[[ DATA SUPPLIED, beginning ]]
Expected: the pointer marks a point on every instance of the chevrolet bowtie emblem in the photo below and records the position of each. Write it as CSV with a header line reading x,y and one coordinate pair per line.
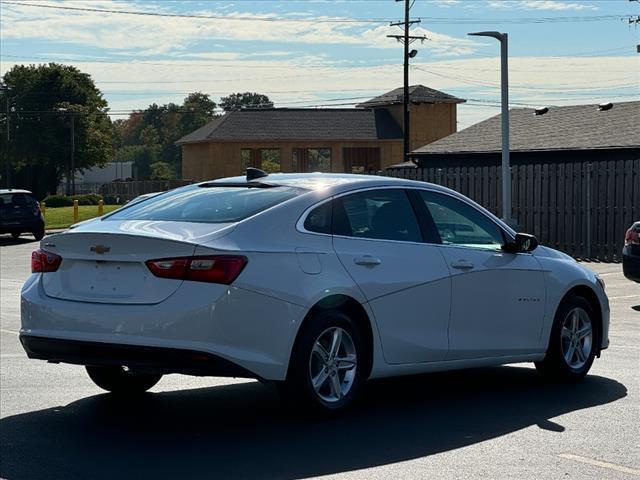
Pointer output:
x,y
100,249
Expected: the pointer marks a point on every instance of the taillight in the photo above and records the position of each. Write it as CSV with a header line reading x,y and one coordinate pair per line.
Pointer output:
x,y
43,261
212,269
632,237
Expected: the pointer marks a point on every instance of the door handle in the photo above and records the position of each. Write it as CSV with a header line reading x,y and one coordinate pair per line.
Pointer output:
x,y
367,261
462,265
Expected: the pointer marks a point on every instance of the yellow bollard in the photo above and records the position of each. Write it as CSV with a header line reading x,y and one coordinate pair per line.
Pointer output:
x,y
75,211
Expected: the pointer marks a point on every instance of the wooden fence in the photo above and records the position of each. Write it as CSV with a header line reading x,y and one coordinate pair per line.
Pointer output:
x,y
581,208
126,191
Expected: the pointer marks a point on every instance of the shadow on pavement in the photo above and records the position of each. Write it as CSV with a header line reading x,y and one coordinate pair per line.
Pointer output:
x,y
240,431
8,240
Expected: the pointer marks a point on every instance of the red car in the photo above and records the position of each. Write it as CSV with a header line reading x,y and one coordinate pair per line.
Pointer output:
x,y
631,253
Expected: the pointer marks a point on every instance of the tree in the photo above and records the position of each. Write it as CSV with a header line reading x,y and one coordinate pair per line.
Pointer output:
x,y
46,101
168,122
197,110
161,171
238,101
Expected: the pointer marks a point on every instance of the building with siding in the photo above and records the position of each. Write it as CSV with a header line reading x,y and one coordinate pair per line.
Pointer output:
x,y
365,138
555,134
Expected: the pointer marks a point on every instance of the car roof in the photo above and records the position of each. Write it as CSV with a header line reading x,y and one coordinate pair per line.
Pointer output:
x,y
14,190
321,181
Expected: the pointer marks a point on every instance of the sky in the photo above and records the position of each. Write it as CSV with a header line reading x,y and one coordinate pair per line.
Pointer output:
x,y
321,52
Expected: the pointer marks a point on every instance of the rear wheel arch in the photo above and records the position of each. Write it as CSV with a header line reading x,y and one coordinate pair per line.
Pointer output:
x,y
590,296
355,311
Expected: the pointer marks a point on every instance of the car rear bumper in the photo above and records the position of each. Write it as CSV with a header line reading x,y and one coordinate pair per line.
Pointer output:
x,y
25,225
142,358
631,264
249,330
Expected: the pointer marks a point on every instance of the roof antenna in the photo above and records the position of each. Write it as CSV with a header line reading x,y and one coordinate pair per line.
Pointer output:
x,y
255,173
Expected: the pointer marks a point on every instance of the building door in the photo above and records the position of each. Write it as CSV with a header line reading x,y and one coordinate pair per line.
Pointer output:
x,y
361,159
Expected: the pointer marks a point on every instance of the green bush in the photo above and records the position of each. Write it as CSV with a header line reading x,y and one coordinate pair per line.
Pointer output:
x,y
54,201
88,199
111,200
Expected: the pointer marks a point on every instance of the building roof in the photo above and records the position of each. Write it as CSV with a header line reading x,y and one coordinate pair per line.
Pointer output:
x,y
576,127
279,124
417,94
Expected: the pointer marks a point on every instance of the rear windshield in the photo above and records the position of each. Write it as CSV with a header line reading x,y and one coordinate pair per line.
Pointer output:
x,y
16,199
206,204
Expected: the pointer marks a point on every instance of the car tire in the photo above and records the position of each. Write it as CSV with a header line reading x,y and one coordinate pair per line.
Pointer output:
x,y
572,343
322,378
38,234
120,381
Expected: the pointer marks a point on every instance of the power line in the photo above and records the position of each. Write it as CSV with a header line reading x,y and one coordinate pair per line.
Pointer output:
x,y
175,64
478,83
253,18
245,18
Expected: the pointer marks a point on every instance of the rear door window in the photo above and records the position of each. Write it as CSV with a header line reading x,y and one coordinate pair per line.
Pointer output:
x,y
461,224
207,204
384,214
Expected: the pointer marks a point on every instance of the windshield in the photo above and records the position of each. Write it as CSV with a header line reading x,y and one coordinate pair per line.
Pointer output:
x,y
208,204
18,199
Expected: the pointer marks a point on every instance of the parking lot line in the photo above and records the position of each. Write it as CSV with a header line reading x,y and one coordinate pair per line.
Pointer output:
x,y
624,296
600,463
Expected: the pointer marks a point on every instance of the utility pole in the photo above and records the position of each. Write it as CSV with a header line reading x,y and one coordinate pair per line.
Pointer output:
x,y
406,40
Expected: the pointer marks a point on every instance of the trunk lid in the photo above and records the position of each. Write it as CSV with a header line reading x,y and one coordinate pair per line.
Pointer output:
x,y
104,262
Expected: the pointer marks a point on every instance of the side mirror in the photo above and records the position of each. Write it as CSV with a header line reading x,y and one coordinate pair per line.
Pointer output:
x,y
522,243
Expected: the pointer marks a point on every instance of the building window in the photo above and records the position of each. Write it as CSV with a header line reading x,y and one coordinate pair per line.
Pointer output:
x,y
361,159
267,159
246,159
311,160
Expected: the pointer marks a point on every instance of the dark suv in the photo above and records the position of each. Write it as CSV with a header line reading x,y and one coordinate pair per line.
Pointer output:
x,y
20,213
631,253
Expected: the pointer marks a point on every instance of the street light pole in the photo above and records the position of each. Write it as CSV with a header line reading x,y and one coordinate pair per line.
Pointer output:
x,y
73,152
503,38
7,164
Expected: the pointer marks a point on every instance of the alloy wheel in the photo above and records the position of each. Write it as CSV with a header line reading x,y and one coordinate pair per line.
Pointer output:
x,y
332,364
576,338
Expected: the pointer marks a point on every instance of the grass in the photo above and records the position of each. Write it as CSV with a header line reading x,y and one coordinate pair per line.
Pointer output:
x,y
62,217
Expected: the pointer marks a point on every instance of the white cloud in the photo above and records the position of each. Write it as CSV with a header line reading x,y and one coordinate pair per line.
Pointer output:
x,y
540,5
446,3
148,35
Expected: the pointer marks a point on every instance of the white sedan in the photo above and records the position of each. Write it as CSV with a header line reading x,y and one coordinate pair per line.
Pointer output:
x,y
317,282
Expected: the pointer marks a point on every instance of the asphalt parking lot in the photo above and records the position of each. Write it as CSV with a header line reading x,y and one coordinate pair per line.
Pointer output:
x,y
500,423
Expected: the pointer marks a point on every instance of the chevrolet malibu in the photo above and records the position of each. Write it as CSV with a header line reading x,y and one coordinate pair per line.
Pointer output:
x,y
316,282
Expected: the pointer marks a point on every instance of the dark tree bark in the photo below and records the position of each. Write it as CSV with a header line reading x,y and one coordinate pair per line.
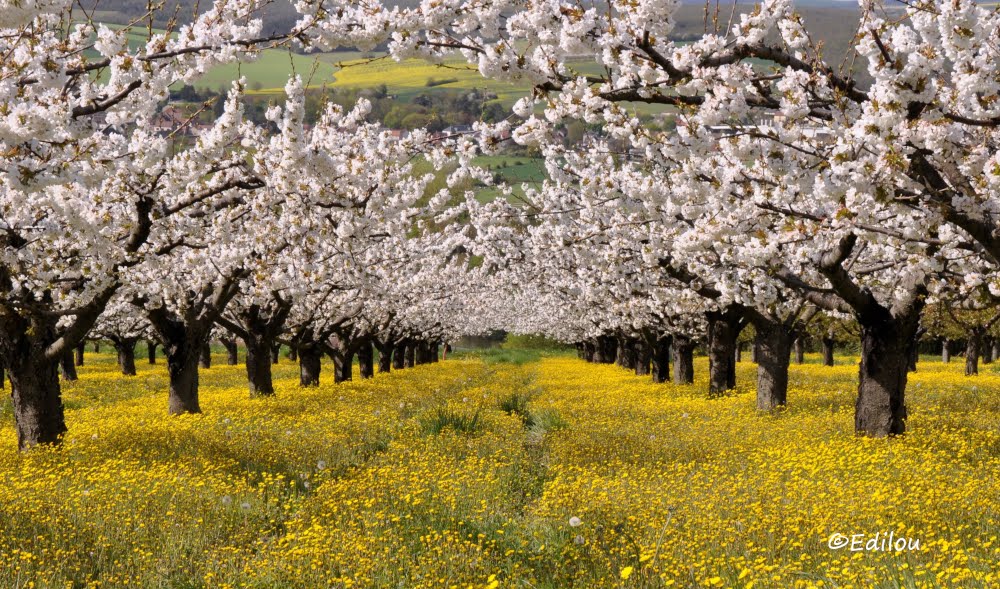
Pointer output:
x,y
68,366
626,357
125,348
774,342
232,351
258,364
310,364
399,356
605,350
724,328
33,369
205,360
384,355
341,351
887,338
885,350
660,358
38,408
410,354
421,352
643,356
259,326
366,358
343,368
182,344
828,349
973,344
683,349
182,366
184,336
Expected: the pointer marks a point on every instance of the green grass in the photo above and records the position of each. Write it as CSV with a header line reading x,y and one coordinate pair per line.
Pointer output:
x,y
409,78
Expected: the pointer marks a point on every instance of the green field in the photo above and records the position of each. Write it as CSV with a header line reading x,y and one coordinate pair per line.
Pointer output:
x,y
411,77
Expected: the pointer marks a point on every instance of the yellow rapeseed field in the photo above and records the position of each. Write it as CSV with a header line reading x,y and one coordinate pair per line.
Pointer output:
x,y
468,473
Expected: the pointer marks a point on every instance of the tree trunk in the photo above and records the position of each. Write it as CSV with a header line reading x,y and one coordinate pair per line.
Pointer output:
x,y
642,358
660,358
232,351
343,367
310,364
126,356
799,347
68,366
38,408
421,352
205,360
606,349
398,356
774,344
683,349
880,409
258,365
182,366
384,357
629,357
828,344
366,359
723,329
972,345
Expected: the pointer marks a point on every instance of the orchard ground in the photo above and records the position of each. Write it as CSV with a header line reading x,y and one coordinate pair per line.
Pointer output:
x,y
502,470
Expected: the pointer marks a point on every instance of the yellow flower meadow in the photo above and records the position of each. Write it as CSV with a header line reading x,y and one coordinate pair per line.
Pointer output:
x,y
461,474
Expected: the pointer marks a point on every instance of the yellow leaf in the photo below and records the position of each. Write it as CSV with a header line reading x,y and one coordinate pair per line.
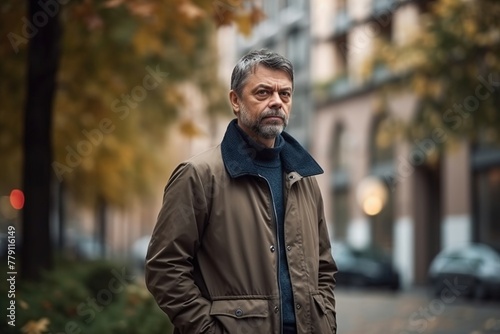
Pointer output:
x,y
189,129
190,10
36,327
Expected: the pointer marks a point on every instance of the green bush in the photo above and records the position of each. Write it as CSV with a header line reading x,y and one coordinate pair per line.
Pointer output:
x,y
86,298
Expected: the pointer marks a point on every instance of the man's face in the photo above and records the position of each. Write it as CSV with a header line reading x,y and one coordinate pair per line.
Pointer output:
x,y
264,106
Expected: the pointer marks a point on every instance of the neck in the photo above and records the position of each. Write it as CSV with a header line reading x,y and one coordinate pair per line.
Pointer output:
x,y
266,142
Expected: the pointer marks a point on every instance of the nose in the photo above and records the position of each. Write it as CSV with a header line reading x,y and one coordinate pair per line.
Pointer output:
x,y
275,101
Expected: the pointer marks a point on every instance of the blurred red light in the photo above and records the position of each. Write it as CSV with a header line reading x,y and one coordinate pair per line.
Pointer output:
x,y
17,199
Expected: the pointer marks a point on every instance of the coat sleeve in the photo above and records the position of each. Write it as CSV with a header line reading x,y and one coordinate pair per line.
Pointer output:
x,y
172,252
327,265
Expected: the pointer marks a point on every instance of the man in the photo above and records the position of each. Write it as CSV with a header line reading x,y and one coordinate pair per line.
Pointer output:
x,y
241,244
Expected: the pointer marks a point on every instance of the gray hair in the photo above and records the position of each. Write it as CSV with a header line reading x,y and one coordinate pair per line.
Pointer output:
x,y
249,62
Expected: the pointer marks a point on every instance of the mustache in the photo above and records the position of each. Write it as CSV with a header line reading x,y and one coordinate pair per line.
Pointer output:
x,y
273,113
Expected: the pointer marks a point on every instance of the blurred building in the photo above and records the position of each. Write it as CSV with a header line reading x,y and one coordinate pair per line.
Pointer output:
x,y
286,29
403,197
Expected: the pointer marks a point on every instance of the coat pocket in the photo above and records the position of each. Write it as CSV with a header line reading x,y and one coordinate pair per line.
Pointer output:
x,y
326,317
242,315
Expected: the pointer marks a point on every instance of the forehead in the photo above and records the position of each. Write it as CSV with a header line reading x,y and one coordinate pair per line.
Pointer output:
x,y
262,75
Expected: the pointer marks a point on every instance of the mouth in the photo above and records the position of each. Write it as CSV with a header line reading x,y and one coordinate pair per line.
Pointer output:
x,y
273,118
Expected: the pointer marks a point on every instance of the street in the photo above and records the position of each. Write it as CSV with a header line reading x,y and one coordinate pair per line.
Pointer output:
x,y
411,312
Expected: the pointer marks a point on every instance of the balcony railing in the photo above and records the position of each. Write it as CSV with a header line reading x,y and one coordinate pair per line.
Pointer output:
x,y
384,6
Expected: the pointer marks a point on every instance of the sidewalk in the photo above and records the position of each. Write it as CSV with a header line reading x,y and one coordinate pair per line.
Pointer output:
x,y
414,311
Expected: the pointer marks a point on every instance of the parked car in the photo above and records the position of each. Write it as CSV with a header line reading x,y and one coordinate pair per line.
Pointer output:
x,y
368,267
473,271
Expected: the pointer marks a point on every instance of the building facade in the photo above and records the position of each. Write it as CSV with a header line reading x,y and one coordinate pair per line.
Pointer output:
x,y
404,197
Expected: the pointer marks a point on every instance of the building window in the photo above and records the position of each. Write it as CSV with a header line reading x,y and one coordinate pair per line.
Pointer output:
x,y
487,196
340,167
381,143
486,188
297,49
381,161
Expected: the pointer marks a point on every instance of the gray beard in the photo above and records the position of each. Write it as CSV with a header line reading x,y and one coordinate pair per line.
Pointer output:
x,y
267,131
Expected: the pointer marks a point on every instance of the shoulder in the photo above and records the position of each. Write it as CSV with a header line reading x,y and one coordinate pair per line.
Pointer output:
x,y
200,166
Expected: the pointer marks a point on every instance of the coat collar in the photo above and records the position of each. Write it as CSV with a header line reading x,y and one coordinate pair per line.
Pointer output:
x,y
238,155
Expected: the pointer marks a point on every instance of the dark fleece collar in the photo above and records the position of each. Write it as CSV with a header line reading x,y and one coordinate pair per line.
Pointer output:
x,y
238,154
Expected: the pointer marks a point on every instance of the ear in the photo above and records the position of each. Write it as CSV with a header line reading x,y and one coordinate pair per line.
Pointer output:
x,y
235,101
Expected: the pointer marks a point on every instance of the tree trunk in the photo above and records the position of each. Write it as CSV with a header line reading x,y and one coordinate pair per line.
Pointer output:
x,y
43,61
101,224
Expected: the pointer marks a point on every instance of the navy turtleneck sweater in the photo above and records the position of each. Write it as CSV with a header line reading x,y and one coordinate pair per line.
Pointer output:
x,y
268,164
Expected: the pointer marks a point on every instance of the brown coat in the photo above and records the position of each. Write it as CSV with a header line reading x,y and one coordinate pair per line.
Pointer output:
x,y
212,261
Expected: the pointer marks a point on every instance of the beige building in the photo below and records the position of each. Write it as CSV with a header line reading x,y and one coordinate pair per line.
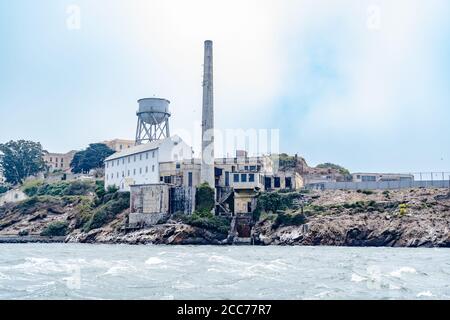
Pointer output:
x,y
237,180
119,144
59,161
375,177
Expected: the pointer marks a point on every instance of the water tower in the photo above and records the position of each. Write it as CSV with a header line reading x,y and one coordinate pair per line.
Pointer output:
x,y
153,120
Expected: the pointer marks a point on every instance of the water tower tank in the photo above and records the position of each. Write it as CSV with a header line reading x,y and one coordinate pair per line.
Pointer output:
x,y
153,120
153,110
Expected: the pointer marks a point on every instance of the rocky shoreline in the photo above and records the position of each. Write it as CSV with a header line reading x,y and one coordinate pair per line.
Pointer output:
x,y
333,218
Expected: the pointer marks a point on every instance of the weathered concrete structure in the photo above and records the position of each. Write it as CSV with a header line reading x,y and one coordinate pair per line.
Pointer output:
x,y
148,204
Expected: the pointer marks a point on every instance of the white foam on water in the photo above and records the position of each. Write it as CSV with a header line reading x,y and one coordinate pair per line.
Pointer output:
x,y
357,278
425,294
398,273
154,261
4,276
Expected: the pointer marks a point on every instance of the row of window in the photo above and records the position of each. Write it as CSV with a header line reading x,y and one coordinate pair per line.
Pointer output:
x,y
56,159
129,172
128,159
247,168
243,177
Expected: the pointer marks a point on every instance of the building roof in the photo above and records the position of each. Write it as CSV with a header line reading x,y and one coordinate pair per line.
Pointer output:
x,y
142,148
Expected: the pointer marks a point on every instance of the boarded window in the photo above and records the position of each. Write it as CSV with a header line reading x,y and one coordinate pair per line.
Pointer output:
x,y
276,182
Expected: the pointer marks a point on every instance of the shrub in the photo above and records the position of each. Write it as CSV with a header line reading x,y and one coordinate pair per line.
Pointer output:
x,y
3,188
100,188
55,229
79,188
23,233
104,214
402,209
273,201
30,188
62,188
204,198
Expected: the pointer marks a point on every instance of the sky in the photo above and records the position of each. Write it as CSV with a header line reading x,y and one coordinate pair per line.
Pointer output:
x,y
364,84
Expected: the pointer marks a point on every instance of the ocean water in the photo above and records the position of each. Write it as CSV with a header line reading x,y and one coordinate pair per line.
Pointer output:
x,y
77,271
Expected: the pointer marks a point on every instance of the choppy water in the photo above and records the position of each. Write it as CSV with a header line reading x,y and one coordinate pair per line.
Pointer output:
x,y
76,271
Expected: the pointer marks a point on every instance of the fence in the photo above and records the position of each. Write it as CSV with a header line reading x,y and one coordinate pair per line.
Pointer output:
x,y
421,180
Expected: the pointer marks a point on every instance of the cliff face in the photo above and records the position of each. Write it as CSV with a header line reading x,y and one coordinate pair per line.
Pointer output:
x,y
363,229
407,218
169,233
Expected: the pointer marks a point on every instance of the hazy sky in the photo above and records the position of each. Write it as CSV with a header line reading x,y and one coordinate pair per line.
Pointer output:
x,y
361,83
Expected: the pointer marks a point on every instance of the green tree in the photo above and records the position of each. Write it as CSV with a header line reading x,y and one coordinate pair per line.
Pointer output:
x,y
91,158
21,159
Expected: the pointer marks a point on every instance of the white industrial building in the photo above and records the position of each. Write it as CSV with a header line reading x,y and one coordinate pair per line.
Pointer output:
x,y
140,164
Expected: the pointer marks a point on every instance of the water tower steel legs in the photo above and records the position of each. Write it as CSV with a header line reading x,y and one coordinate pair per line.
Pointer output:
x,y
207,166
147,132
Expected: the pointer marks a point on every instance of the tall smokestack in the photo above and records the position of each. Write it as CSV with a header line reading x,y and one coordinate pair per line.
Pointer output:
x,y
207,168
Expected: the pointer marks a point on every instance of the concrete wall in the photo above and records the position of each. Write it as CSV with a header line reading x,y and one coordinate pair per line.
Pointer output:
x,y
12,196
380,185
148,204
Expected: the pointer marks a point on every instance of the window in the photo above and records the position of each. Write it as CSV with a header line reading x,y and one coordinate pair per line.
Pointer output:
x,y
190,179
288,183
276,182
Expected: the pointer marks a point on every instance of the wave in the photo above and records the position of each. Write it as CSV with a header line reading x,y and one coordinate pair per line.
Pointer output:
x,y
398,273
154,261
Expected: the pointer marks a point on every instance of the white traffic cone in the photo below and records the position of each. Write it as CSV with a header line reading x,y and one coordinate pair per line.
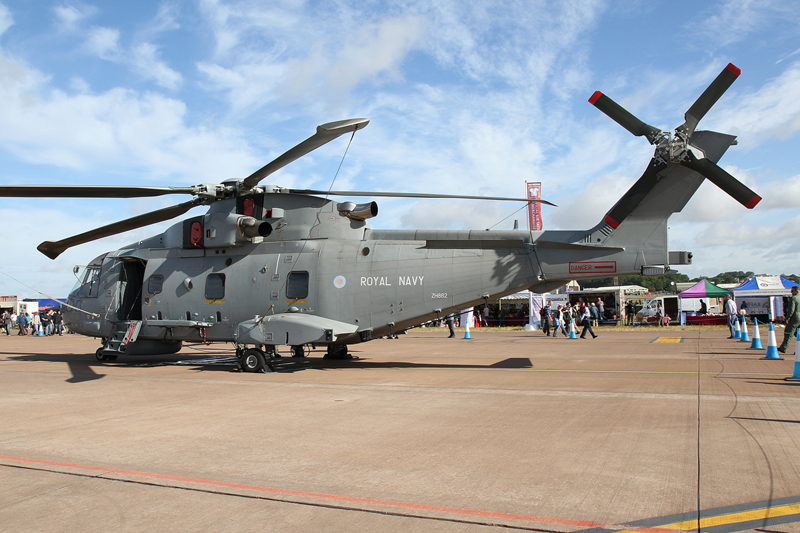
[[ DATA SUPPLIED, end ]]
● TASK
Retype exactly the lines above, from the one with "the gray hair" through the one with "the coat pocket", inclusive.

● SOLUTION FOR THIS EXERCISE
Expected: the pointer marks a point on every instance of the gray hair in the photo above and records the position of each. Write it as CSV with a header line reading x,y and one coordinate pair per line.
Pointer output:
x,y
249,62
Expected: the pointer marks a point on every instance of the mustache in the photo above and records the position of each. Write it as CSV with a header line reading x,y and one coordinate pair per line.
Pointer output:
x,y
273,113
Expected: the pointer marks a point on every instance of the blurred building in the photo above and records the position of each. Write it as CSV with a header line reading x,y and one coordinate pair per line.
Pointer output:
x,y
286,29
403,197
Expected: the pointer marks a point on every instance of the coat pocket in the photo above and records the position of each. Write it as CSV with a header line reading x,y and one coordinate pair per line.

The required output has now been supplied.